Transcribe every line of the material below exactly, leaving out the pictures.

§ Data to use
--------------------------------

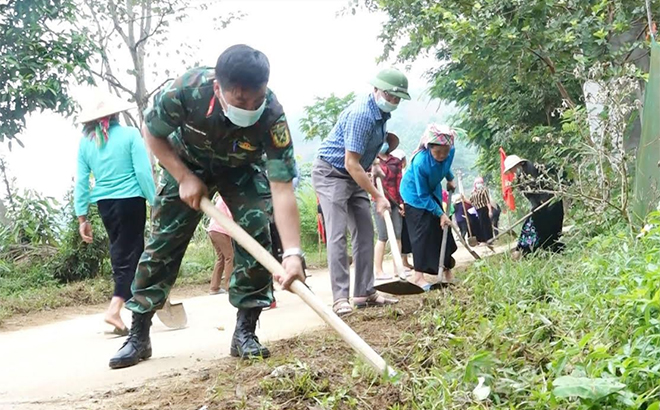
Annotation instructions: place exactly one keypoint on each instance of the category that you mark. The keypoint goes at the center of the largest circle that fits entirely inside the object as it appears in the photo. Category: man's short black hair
(242, 66)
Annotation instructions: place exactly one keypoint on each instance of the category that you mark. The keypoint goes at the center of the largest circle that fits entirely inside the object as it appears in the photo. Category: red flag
(507, 180)
(320, 225)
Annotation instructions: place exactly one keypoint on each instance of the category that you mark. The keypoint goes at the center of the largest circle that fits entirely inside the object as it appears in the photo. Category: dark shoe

--------------------------------

§ Exercise output
Annotation instructions: place exactly one keypoint on each instance of the category that you mark. The keypoint goes at the center of the largest circle that fits entirely inside the object as it appears in the photo. Category: man's short black hair
(242, 66)
Annotation instructions: place exactly one keypoint on each instance of the category that you mark. The keypoint goes at the center of the largest circle that fits entirely inside the object as it appears in the photo. Category: red flag
(507, 180)
(320, 225)
Annotation instructions: place exactly one keypoint on each instance of the category that you mark. The keypoint goes at the center of the largest circle that fits entirely inside the object as it appears in the photo. Category: dark shoe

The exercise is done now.